DOCUMENT TEXT:
Single by the Prodigy

from the album The Fat of the Land
- Released: 17 November 1997
- Genre: Big beat; techno;
- Length: 5:43 (album version); 4:45 (edit);
- Label: XL
- Songwriters: Liam Howlett; Cedric Miller; Trevor Randolph; Maurice Smith; Keith Thornton;
- Producer: Liam Howlett

The Prodigy singles chronology
| "Breathe" (1996) | "Smack My Bitch Up" (1997) | "Baby's Got a Temper" (2002) |

Music video
- Smack My Bitch Up (DVD edit) on Vimeo

= Smack My Bitch Up =

1997 single by the Prodigy

"Smack My Bitch Up" is a song by English electronic dance music band the Prodigy. It was released in November 1997 as the third and final single from their third album, The Fat of the Land (1997). In 2013, Mixmag readers voted it the third greatest dance track of all time.

The song caused considerable controversy because of its suggestive title and explicit music video, which depicted scenes of drunken and drug-fuelled sexual assault and violence. The refrain, which consists only of the line "Change my pitch up/Smack my bitch up", was sampled from the song "Give the Drummer Some" by the Ultramagnetic MCs. The song also contains a brief medley of Shahin Badar vocalising alap. In 2010, it was voted as the most controversial song of all time in a survey conducted by PRS for Music.

Prior to the release of the single, Liam Howlett was presented with three remixes of the title song, one by Jonny L, one by DJ Hype and one by Slacker. Howlett chose the DJ Hype remix to be released on the single. The Jonny L remix was released through a free CD that came along with an issue of Muzik magazine, while the Slacker remix was never officially released, although it surfaced on a rare and limited set of white label records.

PROVIDED MATERIAL:
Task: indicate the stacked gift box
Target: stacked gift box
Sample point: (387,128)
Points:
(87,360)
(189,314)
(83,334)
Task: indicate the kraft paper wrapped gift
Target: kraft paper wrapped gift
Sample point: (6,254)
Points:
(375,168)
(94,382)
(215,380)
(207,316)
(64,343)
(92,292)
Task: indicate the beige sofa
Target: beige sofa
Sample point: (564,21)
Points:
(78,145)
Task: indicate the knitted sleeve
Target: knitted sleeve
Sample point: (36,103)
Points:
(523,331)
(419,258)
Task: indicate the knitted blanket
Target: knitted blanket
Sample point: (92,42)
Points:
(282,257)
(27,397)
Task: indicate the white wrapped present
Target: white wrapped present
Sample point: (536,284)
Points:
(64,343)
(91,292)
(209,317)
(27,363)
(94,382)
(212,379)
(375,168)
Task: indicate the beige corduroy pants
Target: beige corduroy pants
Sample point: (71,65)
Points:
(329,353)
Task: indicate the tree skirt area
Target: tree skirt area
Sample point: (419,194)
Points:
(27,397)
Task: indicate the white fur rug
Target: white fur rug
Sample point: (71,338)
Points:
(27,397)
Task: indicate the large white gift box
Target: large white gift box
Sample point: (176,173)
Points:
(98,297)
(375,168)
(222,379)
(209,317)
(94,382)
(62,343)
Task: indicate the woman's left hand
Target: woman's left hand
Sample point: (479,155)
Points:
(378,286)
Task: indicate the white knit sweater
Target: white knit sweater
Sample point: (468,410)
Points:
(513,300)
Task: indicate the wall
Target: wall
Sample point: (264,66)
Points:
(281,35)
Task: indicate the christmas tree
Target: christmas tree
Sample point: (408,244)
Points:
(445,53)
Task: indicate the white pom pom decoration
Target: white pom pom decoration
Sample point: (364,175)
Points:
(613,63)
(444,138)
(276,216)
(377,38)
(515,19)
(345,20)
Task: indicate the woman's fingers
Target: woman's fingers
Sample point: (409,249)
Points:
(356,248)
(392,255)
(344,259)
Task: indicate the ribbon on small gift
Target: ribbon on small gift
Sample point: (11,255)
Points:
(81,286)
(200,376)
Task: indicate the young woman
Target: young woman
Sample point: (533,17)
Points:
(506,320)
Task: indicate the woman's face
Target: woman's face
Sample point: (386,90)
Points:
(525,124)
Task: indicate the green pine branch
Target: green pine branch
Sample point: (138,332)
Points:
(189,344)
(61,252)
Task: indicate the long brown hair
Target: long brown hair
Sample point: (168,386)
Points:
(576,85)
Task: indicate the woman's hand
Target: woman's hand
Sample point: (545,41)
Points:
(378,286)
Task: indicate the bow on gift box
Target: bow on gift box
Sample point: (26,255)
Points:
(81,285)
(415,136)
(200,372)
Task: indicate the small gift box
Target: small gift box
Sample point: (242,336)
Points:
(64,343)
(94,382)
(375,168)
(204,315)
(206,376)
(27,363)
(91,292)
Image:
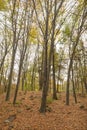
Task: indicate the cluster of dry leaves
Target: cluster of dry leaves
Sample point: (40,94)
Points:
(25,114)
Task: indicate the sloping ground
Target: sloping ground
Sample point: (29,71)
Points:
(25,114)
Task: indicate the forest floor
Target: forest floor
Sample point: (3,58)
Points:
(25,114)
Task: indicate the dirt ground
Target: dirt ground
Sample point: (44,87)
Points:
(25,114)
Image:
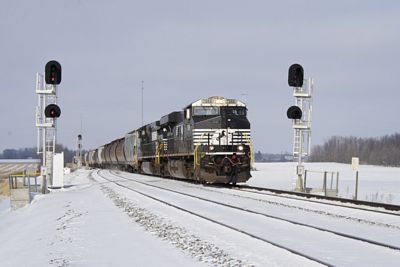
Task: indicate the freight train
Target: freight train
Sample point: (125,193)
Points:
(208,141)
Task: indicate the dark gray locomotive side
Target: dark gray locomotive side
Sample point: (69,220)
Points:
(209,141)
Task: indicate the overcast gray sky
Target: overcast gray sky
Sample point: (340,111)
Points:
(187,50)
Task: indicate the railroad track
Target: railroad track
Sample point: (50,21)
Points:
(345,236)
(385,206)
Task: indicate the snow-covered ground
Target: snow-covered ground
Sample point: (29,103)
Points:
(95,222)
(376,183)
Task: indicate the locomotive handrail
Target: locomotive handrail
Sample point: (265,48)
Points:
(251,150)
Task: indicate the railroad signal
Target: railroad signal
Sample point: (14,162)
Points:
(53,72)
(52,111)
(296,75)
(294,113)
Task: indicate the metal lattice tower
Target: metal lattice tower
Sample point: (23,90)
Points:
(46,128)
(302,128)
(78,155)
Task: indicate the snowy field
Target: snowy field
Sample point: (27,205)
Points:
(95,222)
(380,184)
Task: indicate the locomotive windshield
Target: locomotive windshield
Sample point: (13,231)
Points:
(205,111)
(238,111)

* * *

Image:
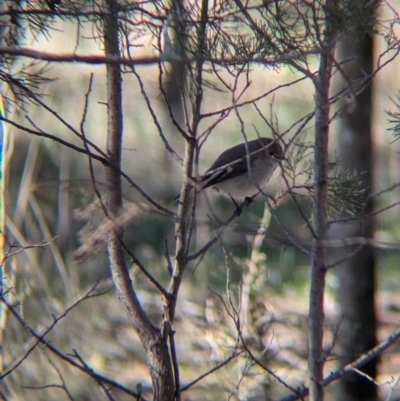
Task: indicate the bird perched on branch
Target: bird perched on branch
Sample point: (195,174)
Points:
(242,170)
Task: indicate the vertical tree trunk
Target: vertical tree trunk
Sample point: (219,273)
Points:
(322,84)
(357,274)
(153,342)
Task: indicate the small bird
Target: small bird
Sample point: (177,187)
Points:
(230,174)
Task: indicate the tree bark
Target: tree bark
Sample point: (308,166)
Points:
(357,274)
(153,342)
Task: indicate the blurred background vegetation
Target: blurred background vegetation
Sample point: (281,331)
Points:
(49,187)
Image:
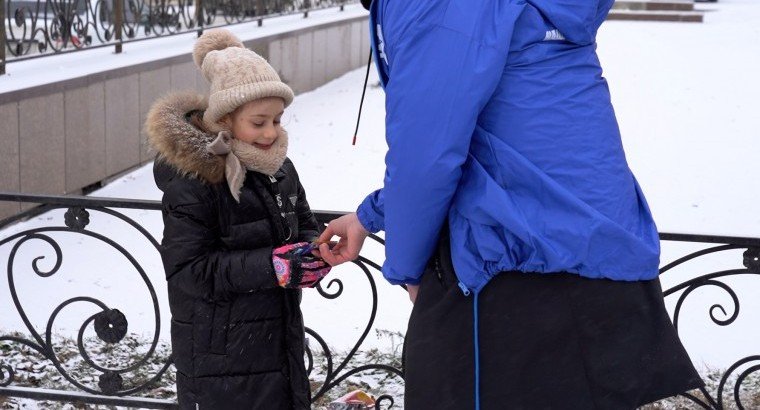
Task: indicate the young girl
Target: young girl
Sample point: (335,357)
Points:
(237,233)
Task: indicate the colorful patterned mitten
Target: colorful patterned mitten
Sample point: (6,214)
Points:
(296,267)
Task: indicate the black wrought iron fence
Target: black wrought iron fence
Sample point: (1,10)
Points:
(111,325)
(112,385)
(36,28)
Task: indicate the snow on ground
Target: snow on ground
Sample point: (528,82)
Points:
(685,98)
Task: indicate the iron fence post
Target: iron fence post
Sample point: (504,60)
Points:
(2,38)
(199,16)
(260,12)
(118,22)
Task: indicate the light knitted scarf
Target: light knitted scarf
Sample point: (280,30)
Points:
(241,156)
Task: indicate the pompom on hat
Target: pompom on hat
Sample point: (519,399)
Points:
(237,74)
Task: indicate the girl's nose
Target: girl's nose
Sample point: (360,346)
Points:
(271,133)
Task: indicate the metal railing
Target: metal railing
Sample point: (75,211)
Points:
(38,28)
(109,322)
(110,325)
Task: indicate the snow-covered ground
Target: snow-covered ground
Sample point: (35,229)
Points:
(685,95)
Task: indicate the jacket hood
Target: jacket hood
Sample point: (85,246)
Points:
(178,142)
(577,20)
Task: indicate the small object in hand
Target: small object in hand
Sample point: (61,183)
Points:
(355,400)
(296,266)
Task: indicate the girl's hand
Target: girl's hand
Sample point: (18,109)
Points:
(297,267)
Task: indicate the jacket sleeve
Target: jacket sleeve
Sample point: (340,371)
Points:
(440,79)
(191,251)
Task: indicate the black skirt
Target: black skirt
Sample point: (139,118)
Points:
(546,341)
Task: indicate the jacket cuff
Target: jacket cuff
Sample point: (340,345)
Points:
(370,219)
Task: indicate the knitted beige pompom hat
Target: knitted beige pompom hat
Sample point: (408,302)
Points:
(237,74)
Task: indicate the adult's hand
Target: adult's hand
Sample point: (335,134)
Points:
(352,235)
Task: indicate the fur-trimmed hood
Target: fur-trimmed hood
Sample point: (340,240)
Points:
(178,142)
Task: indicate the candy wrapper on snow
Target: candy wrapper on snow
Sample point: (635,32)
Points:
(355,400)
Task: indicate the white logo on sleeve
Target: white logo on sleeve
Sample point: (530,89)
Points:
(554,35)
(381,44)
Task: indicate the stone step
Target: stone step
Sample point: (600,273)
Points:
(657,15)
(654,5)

---

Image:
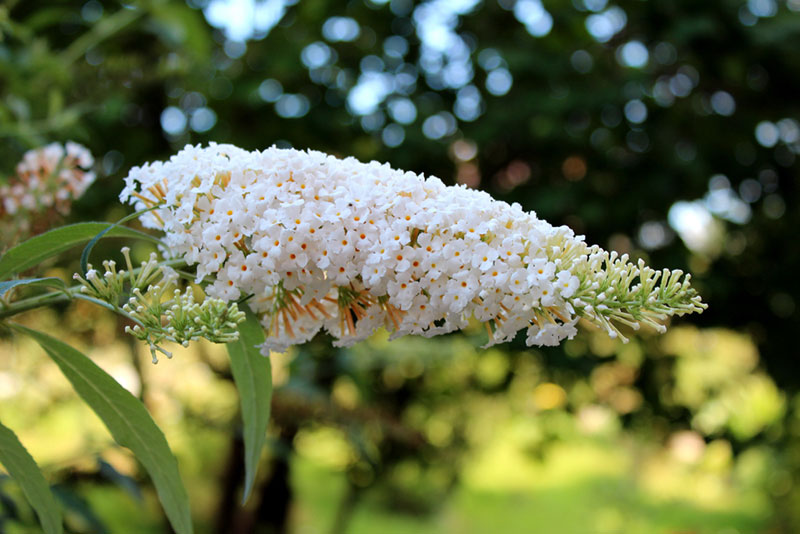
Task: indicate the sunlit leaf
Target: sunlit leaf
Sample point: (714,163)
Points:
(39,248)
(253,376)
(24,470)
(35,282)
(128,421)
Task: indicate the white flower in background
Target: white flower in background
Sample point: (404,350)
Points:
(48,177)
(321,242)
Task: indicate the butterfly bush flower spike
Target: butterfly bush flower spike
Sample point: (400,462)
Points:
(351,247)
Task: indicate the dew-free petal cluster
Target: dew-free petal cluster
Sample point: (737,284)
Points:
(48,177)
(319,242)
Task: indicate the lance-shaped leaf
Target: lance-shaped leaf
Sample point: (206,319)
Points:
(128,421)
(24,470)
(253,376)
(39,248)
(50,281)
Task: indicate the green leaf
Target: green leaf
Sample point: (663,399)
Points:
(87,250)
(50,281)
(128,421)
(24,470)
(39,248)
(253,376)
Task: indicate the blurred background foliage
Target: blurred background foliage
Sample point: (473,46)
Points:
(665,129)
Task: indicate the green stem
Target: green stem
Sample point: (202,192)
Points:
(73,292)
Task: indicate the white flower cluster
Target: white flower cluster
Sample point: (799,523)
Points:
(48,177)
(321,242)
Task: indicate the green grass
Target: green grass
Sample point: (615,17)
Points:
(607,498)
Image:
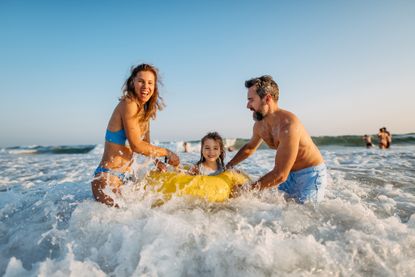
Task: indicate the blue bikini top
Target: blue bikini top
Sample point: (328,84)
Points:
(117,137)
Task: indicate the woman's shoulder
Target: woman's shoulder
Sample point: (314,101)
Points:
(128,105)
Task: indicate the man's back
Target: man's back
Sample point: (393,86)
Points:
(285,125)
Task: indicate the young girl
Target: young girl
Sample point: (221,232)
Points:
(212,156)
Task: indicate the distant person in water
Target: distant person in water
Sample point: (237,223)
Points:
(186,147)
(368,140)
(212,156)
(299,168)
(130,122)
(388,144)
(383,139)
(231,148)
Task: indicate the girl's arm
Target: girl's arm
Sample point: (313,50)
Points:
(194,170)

GOAL: Carry the article on the Prodigy single forward, starting right after its final sentence. The data come from a separate source, unrelated to the text.

EXERCISE RESPONSE:
==Composition==
The lyrics "Change my pitch up / Smack my bitch up" are repeated through the whole song. The vocals are sampled and altered from the Ultramagnetic MCs song "Give the Drummer Some"; the original lyrics, performed by rapper Kool Keith, are: "Switch up change my pitch up" / "Smack my bitch up, like a pimp". Kool Keith had previously been sampled by the Prodigy in the track "Out of Space". The female vocals in "Smack My Bitch Up" were performed by Shahin Badar. Badar's vocals and harmonies are based on "Nana (The Dreaming)" performed by Sheila Chandra. Initially Liam Howlett used a direct sample of Chandra's song, but later had the vocal resung after sample clearance issues. The track also contains samples from "Funky Man" by Kool & the Gang, "In Memory Of" by Randy Weston, "House of Rising Funk" by Afrique, "Like This" by Mixmaster Gee and the Turntable Orchestra and "Bulls on Parade" by Rage Against the Machine.

==Critical reception==
British magazine Music Week gave "Smack My Bitch Up" five out of five, picking it as Single of the Week. NME wrote that apart from the "offending line", it was an "otherwise superb rush of grinding rawk-funk".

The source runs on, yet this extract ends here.